***** Selected passage

Sleep Research at UB SON

Grace Dean awarded NIH grant to study CBT delivered by bedside nurses.

Researcher showing patient sleeping technology.

Published September 1, 2014 This content is archived.

It is estimated that anywhere from 50 to 80 percent of persons diagnosed with lung cancer experience severe insomnia that may persist for an average of eight years after the initial diagnosis. Sleeplessness in lung cancer patients is related to a blend of pre existing habits and conditions, as well as treatments specific to lung cancer, including a history of smoking, pre-existing chronic obstructive pulmonary disease (COPD), and the effects of lung cancer surgery and the postoperative radiotherapy that may follow. These treatments and conditions can result in anxiety, pain, cough and impaired breathing making it difficult to fall asleep and stay asleep.


To date, little research exists on strategies to reduce insomnia in lung cancer patients. Grace Dean, PhD, RN, associate professor at UBSON who has studied fatigue in patients with cancer beginning in the late 1980s, is hoping to find ways to help patients solve this problem — and not always with sleeping medication.

**********

__Tasks and exercises__
A) Translate this sentence from the article on sleep research into Spanish: "To date, little research exists on strategies to reduce insomnia in lung cancer patients."
B) For each statement, say yes or no for whether the article on sleep research agrees with it, and quote the words of the article that decide it.
(i) Insomnia in lung cancer patients may last an average of eight years after diagnosis.
(ii) Grace Dean began studying fatigue in cancer patients in the early 2000s.
(iii) Dean aims to help patients with insomnia only through sleeping medication.
C) Continue the article on sleep research from the end of its last paragraph.
The items after this point are separate material, unrelated to the article on sleep research.

***** Dataset content

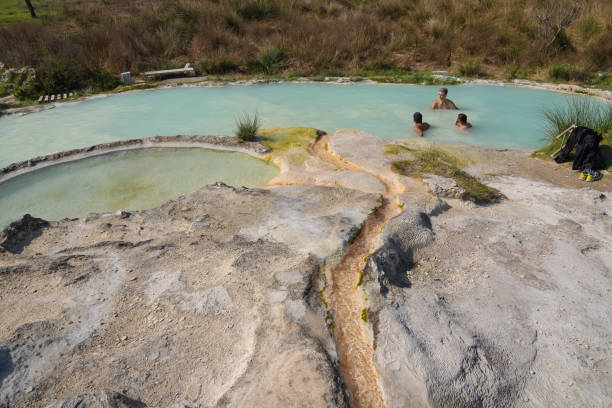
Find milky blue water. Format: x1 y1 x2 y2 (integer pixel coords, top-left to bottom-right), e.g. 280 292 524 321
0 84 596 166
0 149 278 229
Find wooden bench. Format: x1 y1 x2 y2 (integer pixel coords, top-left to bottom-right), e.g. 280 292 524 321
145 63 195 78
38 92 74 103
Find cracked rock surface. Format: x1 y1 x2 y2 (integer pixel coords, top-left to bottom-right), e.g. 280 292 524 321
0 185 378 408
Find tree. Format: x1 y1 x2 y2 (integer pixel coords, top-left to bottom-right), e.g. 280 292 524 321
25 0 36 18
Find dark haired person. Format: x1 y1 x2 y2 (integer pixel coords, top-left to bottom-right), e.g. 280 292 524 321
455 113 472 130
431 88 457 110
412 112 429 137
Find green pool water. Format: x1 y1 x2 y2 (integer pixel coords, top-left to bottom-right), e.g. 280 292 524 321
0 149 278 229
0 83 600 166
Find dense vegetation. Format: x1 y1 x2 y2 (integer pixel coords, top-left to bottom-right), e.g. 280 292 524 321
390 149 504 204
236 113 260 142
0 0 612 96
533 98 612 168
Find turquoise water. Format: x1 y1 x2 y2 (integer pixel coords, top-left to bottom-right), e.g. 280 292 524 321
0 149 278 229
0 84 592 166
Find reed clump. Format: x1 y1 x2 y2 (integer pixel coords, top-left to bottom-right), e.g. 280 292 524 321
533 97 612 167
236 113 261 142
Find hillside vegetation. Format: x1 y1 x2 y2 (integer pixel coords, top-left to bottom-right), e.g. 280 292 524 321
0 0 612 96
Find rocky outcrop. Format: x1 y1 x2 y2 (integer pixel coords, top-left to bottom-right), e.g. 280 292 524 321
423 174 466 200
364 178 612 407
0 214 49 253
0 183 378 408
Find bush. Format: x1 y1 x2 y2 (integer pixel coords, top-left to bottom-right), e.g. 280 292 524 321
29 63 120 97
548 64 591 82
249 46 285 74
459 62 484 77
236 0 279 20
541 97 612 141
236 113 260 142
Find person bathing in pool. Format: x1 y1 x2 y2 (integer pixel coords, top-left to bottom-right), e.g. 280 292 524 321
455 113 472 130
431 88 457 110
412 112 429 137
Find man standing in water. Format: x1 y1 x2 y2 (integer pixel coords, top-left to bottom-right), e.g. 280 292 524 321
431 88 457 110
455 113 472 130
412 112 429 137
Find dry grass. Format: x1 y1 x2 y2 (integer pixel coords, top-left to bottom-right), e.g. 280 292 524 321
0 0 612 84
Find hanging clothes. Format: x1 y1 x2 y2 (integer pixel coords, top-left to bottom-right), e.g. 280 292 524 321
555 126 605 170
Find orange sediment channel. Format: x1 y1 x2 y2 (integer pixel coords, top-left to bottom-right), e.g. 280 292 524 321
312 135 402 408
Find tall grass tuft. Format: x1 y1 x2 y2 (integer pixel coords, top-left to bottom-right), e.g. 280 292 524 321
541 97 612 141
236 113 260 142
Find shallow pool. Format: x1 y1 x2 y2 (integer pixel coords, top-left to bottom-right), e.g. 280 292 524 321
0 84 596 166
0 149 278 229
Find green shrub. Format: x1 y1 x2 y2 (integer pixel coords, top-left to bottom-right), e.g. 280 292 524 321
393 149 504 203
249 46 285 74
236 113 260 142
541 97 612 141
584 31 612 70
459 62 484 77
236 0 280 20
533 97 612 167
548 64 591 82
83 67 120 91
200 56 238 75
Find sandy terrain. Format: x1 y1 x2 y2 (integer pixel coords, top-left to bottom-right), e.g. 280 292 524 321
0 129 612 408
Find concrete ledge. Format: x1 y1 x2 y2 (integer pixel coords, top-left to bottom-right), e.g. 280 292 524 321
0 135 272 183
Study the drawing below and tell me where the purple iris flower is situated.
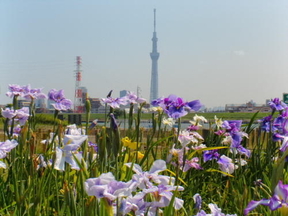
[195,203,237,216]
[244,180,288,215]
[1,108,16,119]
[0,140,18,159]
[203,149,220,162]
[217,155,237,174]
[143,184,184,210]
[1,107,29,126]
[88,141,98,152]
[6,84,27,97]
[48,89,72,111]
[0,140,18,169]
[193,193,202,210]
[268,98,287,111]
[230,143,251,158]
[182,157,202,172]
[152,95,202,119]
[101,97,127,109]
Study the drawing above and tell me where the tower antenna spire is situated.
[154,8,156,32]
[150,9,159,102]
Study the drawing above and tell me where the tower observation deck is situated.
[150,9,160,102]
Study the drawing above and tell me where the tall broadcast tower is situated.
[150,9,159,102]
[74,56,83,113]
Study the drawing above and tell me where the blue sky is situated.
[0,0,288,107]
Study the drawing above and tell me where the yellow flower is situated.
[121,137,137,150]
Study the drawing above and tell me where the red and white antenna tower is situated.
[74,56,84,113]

**********
***** Dataset content

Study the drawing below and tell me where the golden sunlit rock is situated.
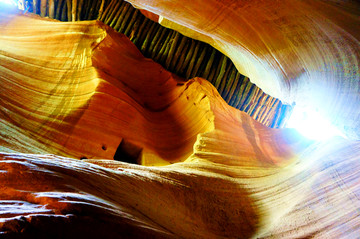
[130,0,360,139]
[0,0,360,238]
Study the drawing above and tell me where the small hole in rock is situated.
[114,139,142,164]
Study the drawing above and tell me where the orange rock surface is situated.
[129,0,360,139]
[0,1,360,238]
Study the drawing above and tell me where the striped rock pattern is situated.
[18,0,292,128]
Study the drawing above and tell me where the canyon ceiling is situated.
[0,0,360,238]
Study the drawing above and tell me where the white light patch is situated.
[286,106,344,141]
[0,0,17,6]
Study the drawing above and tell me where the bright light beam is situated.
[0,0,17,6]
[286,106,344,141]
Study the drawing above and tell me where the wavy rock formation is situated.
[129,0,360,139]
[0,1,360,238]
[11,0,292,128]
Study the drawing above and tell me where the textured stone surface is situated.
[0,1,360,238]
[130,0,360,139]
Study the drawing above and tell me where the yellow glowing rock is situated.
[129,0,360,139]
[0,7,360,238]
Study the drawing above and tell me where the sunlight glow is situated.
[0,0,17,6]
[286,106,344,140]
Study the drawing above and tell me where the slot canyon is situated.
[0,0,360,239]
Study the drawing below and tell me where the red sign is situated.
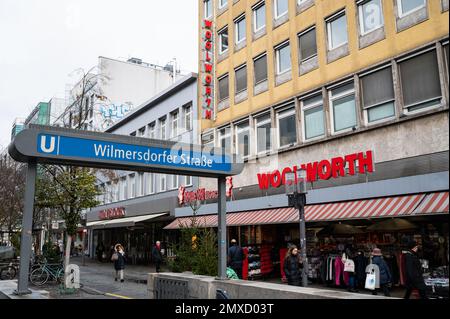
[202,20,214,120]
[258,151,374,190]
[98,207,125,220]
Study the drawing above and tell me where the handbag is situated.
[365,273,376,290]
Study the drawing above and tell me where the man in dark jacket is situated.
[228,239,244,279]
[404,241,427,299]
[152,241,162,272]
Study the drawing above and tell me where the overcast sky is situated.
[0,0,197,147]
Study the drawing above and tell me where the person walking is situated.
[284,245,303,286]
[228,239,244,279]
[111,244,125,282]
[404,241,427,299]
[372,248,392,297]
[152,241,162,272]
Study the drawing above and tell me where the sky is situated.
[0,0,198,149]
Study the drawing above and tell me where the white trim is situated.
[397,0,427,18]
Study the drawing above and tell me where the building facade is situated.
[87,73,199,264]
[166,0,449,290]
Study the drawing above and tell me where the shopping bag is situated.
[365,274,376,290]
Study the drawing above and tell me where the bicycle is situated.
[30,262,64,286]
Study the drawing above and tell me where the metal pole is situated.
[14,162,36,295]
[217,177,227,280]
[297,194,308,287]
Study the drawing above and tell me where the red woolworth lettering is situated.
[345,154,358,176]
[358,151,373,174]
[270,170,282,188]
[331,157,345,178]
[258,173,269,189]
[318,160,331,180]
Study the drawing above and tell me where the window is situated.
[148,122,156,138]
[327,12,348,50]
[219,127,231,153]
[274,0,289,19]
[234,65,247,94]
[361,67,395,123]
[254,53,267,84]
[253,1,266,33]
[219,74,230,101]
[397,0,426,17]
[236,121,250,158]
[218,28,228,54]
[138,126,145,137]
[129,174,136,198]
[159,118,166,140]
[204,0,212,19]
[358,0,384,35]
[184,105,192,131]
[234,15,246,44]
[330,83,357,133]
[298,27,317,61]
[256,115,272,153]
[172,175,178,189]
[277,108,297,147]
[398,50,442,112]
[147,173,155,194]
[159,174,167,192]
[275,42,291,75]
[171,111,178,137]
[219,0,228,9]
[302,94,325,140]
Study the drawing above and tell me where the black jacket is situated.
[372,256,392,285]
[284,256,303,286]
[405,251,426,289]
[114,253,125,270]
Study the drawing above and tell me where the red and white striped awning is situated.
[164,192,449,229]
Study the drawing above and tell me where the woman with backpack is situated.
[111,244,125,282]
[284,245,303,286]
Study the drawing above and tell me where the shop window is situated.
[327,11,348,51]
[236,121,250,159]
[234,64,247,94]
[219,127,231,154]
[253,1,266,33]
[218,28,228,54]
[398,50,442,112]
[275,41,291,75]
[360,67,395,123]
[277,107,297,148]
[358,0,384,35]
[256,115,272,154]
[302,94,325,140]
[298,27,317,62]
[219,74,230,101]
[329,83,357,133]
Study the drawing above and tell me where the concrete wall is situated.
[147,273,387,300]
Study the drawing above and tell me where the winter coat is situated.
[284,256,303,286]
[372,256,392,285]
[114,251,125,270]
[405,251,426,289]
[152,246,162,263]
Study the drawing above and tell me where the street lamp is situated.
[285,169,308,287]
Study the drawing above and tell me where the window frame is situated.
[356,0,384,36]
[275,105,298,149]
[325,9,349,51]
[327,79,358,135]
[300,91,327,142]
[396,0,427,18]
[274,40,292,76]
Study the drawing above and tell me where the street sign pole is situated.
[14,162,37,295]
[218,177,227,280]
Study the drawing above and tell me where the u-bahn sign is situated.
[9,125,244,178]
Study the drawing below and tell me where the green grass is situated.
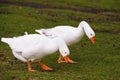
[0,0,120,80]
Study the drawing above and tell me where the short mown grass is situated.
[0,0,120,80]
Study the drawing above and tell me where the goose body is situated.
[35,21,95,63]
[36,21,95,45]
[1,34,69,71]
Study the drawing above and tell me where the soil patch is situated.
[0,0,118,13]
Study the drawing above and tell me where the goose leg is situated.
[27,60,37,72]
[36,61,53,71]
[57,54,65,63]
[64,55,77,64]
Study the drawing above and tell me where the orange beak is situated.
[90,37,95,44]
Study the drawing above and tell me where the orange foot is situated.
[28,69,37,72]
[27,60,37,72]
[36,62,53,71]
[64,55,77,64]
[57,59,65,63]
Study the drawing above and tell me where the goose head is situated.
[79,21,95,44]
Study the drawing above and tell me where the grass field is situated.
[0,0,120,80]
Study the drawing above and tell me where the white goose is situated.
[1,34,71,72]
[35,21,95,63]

**********
***** Dataset content

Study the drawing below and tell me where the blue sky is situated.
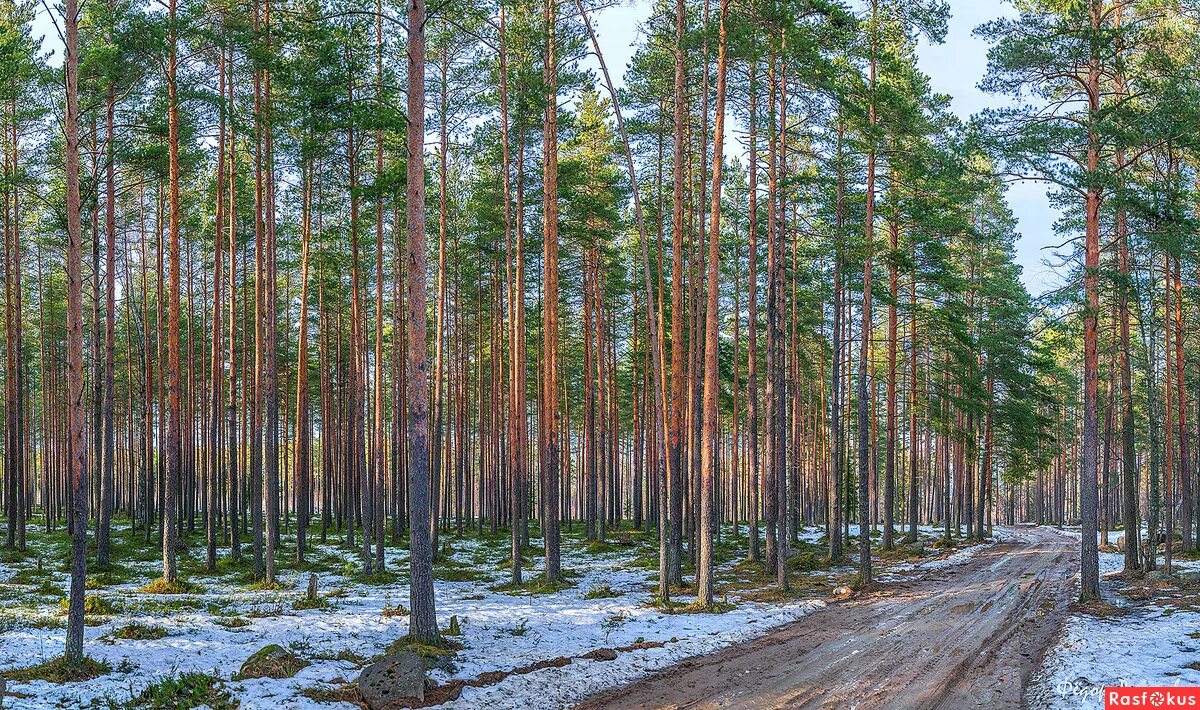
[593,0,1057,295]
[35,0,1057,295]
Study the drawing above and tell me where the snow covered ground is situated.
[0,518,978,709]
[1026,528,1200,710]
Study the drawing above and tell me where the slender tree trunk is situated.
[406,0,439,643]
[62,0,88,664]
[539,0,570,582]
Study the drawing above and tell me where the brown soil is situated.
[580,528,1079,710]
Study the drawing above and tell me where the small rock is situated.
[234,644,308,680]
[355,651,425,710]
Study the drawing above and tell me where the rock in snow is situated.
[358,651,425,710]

**********

__Answers by item__
A) Hasta la fecha, existe poca investigación sobre estrategias para reducir el insomnio en pacientes con cáncer de pulmón.

B)
(i) Yes: "may persist for an average of eight years after the initial diagnosis"
(ii) No: "beginning in the late 1980s"
(iii) No: "and not always with sleeping medication"

C)
Dr. Dean is the primary investigator on a $485,000 National Institutes of Health (NIH) grant to study cognitive behavior therapy (CBT) techniques for lung cancer survivors who suffer from sleeplessness related to their diagnosis. The study, “Translating Cognitive Behavior Therapy-Insomnia (CBT-I) for Lung Cancer into Practice: A randomized controlled trial (RCT),” will run through August 2015.


“The importance of sleep to health and well-being cannot be underestimated. Sleep is an absolute basic human necessity, like eating, drinking and breathing, but is often overlooked and not assessed unless the lack of it is determined to be severe,” she says. “Chronic sleep deficiency leads to increased risks for heart disease, kidney disease, hypertension, obesity, diabetes and depression.” Preliminary work by Dean and her co-investigators suggests that lung cancer patients with chronic insomnia may benefit from CBT-I to improve sleep. CBT-I includes sleep hygiene, sleep restriction, stimulus control, cognitive therapy and relaxation techniques. Although all these techniques are essential to CBT-I, Dr. Dean says the two most important are sleep restriction and stimulus control. She points out that CBT-I results in clinically significant improvements in insomnia symptoms without the negative effects commonly reported with some hypnotic (sleeping) medications, such as slowed respirations in patients already dealing with oxygen deficiency.


Why nurses? Dr. Dean says nurses are uniquely positioned to deliver CBT-I because they have access to patients and, as members of the “most trusted” profession according to Gallup polls, patients are positively influenced by them. “For some individuals, having a nurse deliver the therapy is less stigmatizing than seeing a psychologist or psychiatrist, no matter the reason,” states Dr. Dean. Her co-investigators are Suzanne Dickerson, DNS, RN, and Carla Jungquist, PhD, RN, both from UBSON; Lynn
Steinbrenner, MD, VA Medical Center of WNY; Joseph Lucke, PhD, UB Research Institute on Addictions; Nadine Fisher, EdD, UB Department of Rehabilitation Science; and Samjot Dhillon, MD; Hongbin Chen, MD; and Elizabeth Dexter, MD, RPCI.